Stored records

★ ★ ★ ★

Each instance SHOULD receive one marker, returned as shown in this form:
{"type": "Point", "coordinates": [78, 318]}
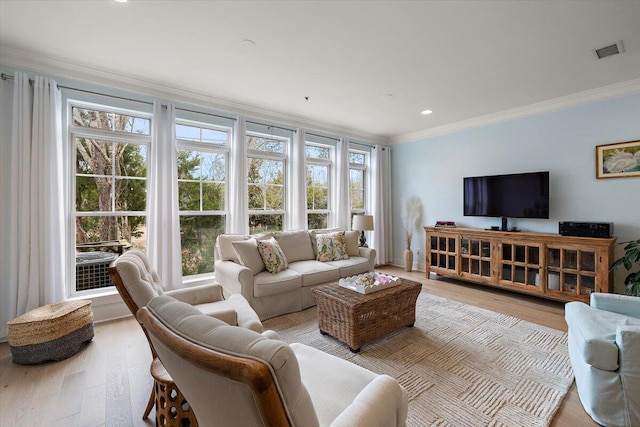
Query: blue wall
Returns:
{"type": "Point", "coordinates": [562, 142]}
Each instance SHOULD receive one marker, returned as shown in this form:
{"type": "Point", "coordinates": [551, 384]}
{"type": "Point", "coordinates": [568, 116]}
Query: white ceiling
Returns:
{"type": "Point", "coordinates": [462, 59]}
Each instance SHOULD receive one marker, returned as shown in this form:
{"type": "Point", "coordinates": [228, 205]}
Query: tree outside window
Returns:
{"type": "Point", "coordinates": [318, 168]}
{"type": "Point", "coordinates": [110, 178]}
{"type": "Point", "coordinates": [202, 192]}
{"type": "Point", "coordinates": [266, 182]}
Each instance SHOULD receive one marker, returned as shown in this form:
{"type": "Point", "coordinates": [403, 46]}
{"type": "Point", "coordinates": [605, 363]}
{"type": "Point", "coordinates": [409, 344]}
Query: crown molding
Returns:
{"type": "Point", "coordinates": [64, 68]}
{"type": "Point", "coordinates": [615, 90]}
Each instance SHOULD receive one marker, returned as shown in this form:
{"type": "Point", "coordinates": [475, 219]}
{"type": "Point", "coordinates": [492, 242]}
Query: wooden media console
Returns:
{"type": "Point", "coordinates": [559, 267]}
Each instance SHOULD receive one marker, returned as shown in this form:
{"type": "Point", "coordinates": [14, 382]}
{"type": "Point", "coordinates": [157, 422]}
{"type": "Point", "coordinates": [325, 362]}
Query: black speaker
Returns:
{"type": "Point", "coordinates": [586, 229]}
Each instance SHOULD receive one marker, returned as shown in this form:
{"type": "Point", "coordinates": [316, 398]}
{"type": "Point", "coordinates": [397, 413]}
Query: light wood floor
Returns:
{"type": "Point", "coordinates": [108, 383]}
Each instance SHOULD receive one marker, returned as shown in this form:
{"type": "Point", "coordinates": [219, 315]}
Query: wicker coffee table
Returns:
{"type": "Point", "coordinates": [356, 319]}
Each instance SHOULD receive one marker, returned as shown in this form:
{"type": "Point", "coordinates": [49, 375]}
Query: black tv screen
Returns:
{"type": "Point", "coordinates": [522, 195]}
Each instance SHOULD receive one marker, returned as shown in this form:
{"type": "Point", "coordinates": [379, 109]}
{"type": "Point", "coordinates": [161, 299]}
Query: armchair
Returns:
{"type": "Point", "coordinates": [604, 348]}
{"type": "Point", "coordinates": [234, 376]}
{"type": "Point", "coordinates": [138, 282]}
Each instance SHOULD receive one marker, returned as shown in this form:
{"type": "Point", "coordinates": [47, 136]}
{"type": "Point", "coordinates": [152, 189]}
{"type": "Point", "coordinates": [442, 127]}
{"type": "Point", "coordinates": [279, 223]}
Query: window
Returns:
{"type": "Point", "coordinates": [318, 170]}
{"type": "Point", "coordinates": [358, 161]}
{"type": "Point", "coordinates": [266, 181]}
{"type": "Point", "coordinates": [109, 149]}
{"type": "Point", "coordinates": [202, 159]}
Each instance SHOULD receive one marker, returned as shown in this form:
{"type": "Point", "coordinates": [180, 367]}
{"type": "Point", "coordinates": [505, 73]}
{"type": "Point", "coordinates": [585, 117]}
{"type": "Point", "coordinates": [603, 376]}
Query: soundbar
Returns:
{"type": "Point", "coordinates": [586, 229]}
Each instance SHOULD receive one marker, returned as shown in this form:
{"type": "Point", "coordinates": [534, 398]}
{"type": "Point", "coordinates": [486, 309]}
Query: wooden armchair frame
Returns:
{"type": "Point", "coordinates": [254, 374]}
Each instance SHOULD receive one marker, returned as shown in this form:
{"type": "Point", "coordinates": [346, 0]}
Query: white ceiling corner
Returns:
{"type": "Point", "coordinates": [472, 63]}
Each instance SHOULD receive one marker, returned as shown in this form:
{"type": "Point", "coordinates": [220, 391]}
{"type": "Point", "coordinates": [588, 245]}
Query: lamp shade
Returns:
{"type": "Point", "coordinates": [362, 222]}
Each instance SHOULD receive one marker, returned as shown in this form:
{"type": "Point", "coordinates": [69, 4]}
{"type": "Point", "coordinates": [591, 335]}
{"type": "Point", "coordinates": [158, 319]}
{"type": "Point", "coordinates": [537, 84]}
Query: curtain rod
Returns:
{"type": "Point", "coordinates": [323, 136]}
{"type": "Point", "coordinates": [272, 126]}
{"type": "Point", "coordinates": [10, 77]}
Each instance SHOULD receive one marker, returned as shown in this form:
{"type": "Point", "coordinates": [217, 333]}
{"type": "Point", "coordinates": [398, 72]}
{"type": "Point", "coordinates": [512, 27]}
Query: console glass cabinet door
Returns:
{"type": "Point", "coordinates": [571, 271]}
{"type": "Point", "coordinates": [521, 264]}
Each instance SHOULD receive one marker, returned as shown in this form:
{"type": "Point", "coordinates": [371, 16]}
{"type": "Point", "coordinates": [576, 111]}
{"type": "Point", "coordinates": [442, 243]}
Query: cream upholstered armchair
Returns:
{"type": "Point", "coordinates": [138, 282]}
{"type": "Point", "coordinates": [234, 376]}
{"type": "Point", "coordinates": [604, 348]}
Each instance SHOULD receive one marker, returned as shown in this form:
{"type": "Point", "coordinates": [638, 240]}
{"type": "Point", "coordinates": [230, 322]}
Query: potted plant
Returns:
{"type": "Point", "coordinates": [631, 256]}
{"type": "Point", "coordinates": [412, 217]}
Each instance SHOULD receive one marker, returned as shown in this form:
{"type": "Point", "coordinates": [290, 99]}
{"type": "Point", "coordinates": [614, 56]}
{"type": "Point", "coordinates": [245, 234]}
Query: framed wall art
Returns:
{"type": "Point", "coordinates": [618, 160]}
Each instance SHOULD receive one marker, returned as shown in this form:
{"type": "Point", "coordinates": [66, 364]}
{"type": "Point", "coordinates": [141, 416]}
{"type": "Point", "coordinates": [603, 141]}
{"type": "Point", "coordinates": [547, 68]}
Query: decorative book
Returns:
{"type": "Point", "coordinates": [369, 282]}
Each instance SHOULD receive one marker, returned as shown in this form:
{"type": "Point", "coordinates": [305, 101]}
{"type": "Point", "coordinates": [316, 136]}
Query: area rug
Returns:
{"type": "Point", "coordinates": [461, 365]}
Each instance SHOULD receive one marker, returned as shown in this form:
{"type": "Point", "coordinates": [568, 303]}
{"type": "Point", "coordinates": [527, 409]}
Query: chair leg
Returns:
{"type": "Point", "coordinates": [152, 401]}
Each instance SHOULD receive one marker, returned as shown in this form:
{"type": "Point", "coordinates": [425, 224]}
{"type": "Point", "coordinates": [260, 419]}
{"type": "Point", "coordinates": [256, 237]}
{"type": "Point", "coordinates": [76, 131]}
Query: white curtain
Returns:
{"type": "Point", "coordinates": [163, 244]}
{"type": "Point", "coordinates": [37, 261]}
{"type": "Point", "coordinates": [380, 202]}
{"type": "Point", "coordinates": [238, 214]}
{"type": "Point", "coordinates": [342, 201]}
{"type": "Point", "coordinates": [297, 214]}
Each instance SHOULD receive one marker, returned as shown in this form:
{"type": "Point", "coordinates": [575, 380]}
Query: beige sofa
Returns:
{"type": "Point", "coordinates": [240, 269]}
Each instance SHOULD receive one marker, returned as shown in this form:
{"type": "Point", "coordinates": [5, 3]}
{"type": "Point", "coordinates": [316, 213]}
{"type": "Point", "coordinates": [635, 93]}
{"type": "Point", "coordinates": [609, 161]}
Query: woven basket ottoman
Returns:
{"type": "Point", "coordinates": [51, 332]}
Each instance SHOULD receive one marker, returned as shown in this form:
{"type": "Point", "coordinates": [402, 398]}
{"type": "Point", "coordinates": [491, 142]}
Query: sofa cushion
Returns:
{"type": "Point", "coordinates": [352, 266]}
{"type": "Point", "coordinates": [266, 283]}
{"type": "Point", "coordinates": [352, 238]}
{"type": "Point", "coordinates": [332, 383]}
{"type": "Point", "coordinates": [272, 255]}
{"type": "Point", "coordinates": [331, 247]}
{"type": "Point", "coordinates": [594, 331]}
{"type": "Point", "coordinates": [248, 255]}
{"type": "Point", "coordinates": [226, 252]}
{"type": "Point", "coordinates": [315, 272]}
{"type": "Point", "coordinates": [296, 245]}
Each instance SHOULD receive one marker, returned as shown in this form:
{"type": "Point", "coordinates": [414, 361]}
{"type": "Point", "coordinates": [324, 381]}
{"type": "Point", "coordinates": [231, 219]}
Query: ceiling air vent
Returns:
{"type": "Point", "coordinates": [610, 50]}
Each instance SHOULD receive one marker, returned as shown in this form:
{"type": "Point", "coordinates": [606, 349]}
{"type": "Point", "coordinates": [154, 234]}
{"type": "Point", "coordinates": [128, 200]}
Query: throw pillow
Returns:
{"type": "Point", "coordinates": [296, 245]}
{"type": "Point", "coordinates": [248, 255]}
{"type": "Point", "coordinates": [272, 255]}
{"type": "Point", "coordinates": [314, 233]}
{"type": "Point", "coordinates": [353, 242]}
{"type": "Point", "coordinates": [332, 247]}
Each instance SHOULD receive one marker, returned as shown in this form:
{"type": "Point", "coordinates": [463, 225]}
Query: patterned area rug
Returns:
{"type": "Point", "coordinates": [462, 365]}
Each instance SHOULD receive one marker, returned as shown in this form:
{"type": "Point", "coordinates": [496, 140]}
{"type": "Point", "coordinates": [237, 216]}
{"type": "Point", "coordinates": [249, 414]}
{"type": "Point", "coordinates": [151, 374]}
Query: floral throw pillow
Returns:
{"type": "Point", "coordinates": [272, 255]}
{"type": "Point", "coordinates": [331, 246]}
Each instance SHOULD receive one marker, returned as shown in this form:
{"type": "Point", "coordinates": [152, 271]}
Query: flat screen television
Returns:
{"type": "Point", "coordinates": [521, 195]}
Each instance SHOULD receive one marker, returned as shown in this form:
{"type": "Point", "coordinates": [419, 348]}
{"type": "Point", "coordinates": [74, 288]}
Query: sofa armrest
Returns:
{"type": "Point", "coordinates": [628, 341]}
{"type": "Point", "coordinates": [383, 402]}
{"type": "Point", "coordinates": [370, 254]}
{"type": "Point", "coordinates": [235, 279]}
{"type": "Point", "coordinates": [622, 304]}
{"type": "Point", "coordinates": [198, 294]}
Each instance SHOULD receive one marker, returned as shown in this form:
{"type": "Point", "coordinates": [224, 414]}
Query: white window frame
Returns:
{"type": "Point", "coordinates": [268, 155]}
{"type": "Point", "coordinates": [73, 132]}
{"type": "Point", "coordinates": [329, 164]}
{"type": "Point", "coordinates": [365, 181]}
{"type": "Point", "coordinates": [204, 147]}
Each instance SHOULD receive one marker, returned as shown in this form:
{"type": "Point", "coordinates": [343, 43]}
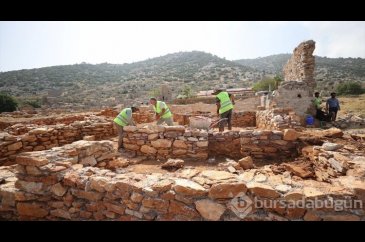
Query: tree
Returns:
{"type": "Point", "coordinates": [349, 88]}
{"type": "Point", "coordinates": [7, 103]}
{"type": "Point", "coordinates": [33, 103]}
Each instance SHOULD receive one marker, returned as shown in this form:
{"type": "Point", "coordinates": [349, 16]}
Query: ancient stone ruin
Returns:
{"type": "Point", "coordinates": [68, 168]}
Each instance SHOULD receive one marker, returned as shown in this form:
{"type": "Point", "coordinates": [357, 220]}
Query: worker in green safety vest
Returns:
{"type": "Point", "coordinates": [163, 113]}
{"type": "Point", "coordinates": [224, 102]}
{"type": "Point", "coordinates": [124, 118]}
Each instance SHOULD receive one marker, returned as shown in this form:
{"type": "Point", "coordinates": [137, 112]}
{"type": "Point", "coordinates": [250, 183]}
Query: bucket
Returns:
{"type": "Point", "coordinates": [309, 120]}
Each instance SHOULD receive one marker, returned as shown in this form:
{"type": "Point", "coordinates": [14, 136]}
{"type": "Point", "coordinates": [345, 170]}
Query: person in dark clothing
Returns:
{"type": "Point", "coordinates": [333, 106]}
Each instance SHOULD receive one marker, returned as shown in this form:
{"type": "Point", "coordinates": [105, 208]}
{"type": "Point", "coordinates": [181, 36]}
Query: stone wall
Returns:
{"type": "Point", "coordinates": [61, 184]}
{"type": "Point", "coordinates": [41, 138]}
{"type": "Point", "coordinates": [278, 119]}
{"type": "Point", "coordinates": [239, 119]}
{"type": "Point", "coordinates": [269, 144]}
{"type": "Point", "coordinates": [162, 142]}
{"type": "Point", "coordinates": [44, 121]}
{"type": "Point", "coordinates": [300, 67]}
{"type": "Point", "coordinates": [226, 144]}
{"type": "Point", "coordinates": [296, 91]}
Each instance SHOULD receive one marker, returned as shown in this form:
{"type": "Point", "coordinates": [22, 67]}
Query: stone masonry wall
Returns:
{"type": "Point", "coordinates": [160, 142]}
{"type": "Point", "coordinates": [296, 91]}
{"type": "Point", "coordinates": [37, 139]}
{"type": "Point", "coordinates": [61, 184]}
{"type": "Point", "coordinates": [300, 67]}
{"type": "Point", "coordinates": [278, 119]}
{"type": "Point", "coordinates": [239, 119]}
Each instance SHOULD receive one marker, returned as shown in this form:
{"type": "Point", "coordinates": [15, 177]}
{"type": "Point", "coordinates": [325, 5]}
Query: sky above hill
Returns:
{"type": "Point", "coordinates": [25, 45]}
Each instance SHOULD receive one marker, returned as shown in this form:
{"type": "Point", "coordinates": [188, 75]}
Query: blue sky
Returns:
{"type": "Point", "coordinates": [25, 45]}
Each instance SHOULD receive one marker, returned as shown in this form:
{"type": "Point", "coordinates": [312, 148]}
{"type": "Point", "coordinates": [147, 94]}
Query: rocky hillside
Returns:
{"type": "Point", "coordinates": [110, 84]}
{"type": "Point", "coordinates": [328, 71]}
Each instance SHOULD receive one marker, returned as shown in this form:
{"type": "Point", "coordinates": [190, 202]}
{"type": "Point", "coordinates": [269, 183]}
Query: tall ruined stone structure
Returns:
{"type": "Point", "coordinates": [300, 66]}
{"type": "Point", "coordinates": [296, 91]}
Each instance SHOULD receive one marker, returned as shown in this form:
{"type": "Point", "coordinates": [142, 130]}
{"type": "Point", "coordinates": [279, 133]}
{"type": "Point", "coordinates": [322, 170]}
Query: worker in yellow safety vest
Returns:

★ ★ ★ ★

EXERCISE AIM
Each line above with the string "pillow" in it should be located and copied.

PROBLEM SOLUTION
Query: throw pillow
Query: floral throw pillow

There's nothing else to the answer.